**Given data**
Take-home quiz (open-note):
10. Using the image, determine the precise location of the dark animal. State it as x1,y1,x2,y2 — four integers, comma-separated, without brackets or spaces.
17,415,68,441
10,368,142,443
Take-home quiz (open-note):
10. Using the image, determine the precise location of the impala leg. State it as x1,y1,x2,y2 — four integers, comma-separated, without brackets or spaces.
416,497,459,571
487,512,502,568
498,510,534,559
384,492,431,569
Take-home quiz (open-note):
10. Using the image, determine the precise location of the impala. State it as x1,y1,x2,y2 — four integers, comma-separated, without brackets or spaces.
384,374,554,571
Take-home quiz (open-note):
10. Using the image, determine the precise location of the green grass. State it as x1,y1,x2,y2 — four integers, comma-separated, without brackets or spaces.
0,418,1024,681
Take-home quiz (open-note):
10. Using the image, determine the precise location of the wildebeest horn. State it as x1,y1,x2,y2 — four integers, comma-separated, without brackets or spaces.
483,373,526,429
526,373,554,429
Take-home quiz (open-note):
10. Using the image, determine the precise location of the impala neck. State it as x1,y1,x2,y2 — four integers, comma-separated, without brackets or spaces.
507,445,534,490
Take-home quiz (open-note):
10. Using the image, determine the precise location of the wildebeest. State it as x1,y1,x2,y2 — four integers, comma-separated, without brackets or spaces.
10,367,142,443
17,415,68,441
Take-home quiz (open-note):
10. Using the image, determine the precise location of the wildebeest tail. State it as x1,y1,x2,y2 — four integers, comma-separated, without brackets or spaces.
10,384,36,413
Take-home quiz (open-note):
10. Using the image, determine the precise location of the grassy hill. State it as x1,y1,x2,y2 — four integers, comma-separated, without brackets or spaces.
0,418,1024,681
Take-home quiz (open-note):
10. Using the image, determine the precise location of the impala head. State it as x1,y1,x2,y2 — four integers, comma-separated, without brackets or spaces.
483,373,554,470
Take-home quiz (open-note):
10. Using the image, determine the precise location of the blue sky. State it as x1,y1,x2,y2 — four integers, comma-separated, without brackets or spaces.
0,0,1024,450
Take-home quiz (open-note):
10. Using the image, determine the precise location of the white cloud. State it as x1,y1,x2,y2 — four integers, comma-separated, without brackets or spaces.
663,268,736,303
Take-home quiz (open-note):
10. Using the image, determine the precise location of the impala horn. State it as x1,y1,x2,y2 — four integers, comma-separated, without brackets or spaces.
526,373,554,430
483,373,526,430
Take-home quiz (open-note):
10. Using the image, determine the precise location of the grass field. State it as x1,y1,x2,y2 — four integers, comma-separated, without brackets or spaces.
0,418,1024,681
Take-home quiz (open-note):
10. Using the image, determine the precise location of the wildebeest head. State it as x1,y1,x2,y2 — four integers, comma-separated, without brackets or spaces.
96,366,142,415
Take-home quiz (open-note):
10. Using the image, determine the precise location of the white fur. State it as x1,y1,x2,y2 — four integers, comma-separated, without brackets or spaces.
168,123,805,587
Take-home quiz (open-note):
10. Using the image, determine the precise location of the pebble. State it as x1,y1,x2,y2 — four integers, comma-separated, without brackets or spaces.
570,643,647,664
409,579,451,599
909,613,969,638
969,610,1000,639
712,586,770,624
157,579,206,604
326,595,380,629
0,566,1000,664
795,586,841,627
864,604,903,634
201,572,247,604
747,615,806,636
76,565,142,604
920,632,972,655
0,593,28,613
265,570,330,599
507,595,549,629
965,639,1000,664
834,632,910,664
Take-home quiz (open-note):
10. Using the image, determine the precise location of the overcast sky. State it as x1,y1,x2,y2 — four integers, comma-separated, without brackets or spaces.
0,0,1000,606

**Stated problem**
Update the listing above by changing every "precise location" to "exact position", keeping everything else the same.

**Exercise result**
Take-home quiz (open-note):
10. Using the image, determine the exact position of the dark animal. State it as x1,y1,x2,y2 — four integers, comma-separated, without brackets or spaces.
17,415,68,441
10,368,142,443
Take-home quiz (open-note):
10. Using the image, determine the exact position of the impala leg. State it as x1,y1,x2,y2 — four integers, comma-separated, without brackets or spaces.
416,497,459,571
487,512,502,568
498,510,534,559
384,492,431,569
Take-home quiz (open-note):
10. Using the image, determine the exact position of the impala. State it as x1,y1,x2,y2 — four integers, comma-separated, without brackets or spaces.
384,374,554,571
Take-home quiz (open-note):
10. Using the image, determine the exact position of the green grass. State it as x1,y1,x2,y2 — four integers, comma-separated, without brackets or spaces.
0,418,1024,681
Take-home quiz (open-note):
10. Using the image, determine the exact position of the wildebeest horn. State it as x1,y1,x2,y2 — four integers, comma-separated, without brackets or spaces.
483,373,526,429
526,373,554,429
Take-home quiz (open-note):
10. Using the image, determine the exact position of the impala neck. State it as x1,y1,x2,y2 — four integers, comma-separated, without brackets or spaces.
507,445,534,490
Take-home quiz (open-note):
10. Using the image, determine the exact position of the wildebeest. State it as x1,y1,x2,y2 — four integers, comma-separated, without brackets or spaces.
10,367,142,443
17,415,68,441
Take-home quiz (open-note):
10. Using the image, determine the exact position of the wildebeest tail. State it as x1,y1,x2,y2 — four integers, comma-separated, without brackets or spaces.
10,384,36,413
Take-home quiz (open-note):
10. Using the image, determine the exact position of the grassy hill. State it as x1,y1,x2,y2 — four integers, comma-separated, without brackets or spaces.
0,418,1024,681
Take-home quiz (open-note):
10. Using the image, determine the exact position of the impala head. State it as x1,y1,x2,y2 — four integers, comma-separated, without brackets or spaces.
483,373,554,470
Take-home quiz (open-note):
10. Using the image, determine the exact position of the blue sky. State it as x1,y1,x2,y2 — four integers, comma-separated, without brackets or spaces.
0,0,1024,450
Take-home quiz (open-note):
10. Using the image, determine the exact position of the white cloud. State it as x1,y1,x2,y2 — four integers, comma-separated, without brackets or spaces.
663,268,736,303
Take-home quiz (open-note):
10. Using the image, determine the exact position of the impala horn. State it as x1,y1,x2,y2 — four integers, comma-separated, without brackets or spaces.
526,373,554,430
483,373,526,430
Take-home quiz (open-note):
10. Using the image, determine the exact position of the grass field. State it as x1,y1,x2,y2 — four integers, comma-separated, without brackets or spaces.
0,418,1024,681
Take-home quiz (open-note):
10. Using the image, determine the exact position of the wildebeest head. State it as x1,y1,x2,y2 — four integers, comma-separated, without brackets or spaces.
96,366,142,415
Take-home quiz (open-note):
10. Using the image, determine the exact position of the white fur. State it as x1,y1,x2,y2 — four integers, comma-separated, without brackets or spaces.
168,123,805,587
Take-home quiz (open-note):
10. Using the image, determine the exact position of the pebble. State it as x1,y1,x2,y2 — four integers, comma-separated, without brackets or spaces.
570,643,647,664
409,579,451,599
909,613,969,638
969,610,1000,639
712,586,770,624
157,579,206,604
326,595,380,629
0,566,1000,664
795,586,841,627
864,604,903,634
201,572,247,604
747,615,806,636
76,565,142,604
920,632,972,655
0,593,28,613
265,570,330,599
507,595,549,629
965,639,1000,664
834,632,910,664
Take-home quiz (open-note):
10. Using the image, determine the exact position of the overcast sky. State it as x1,y1,x2,y2 — four integers, comma-separated, without brackets or spaces.
0,0,1000,606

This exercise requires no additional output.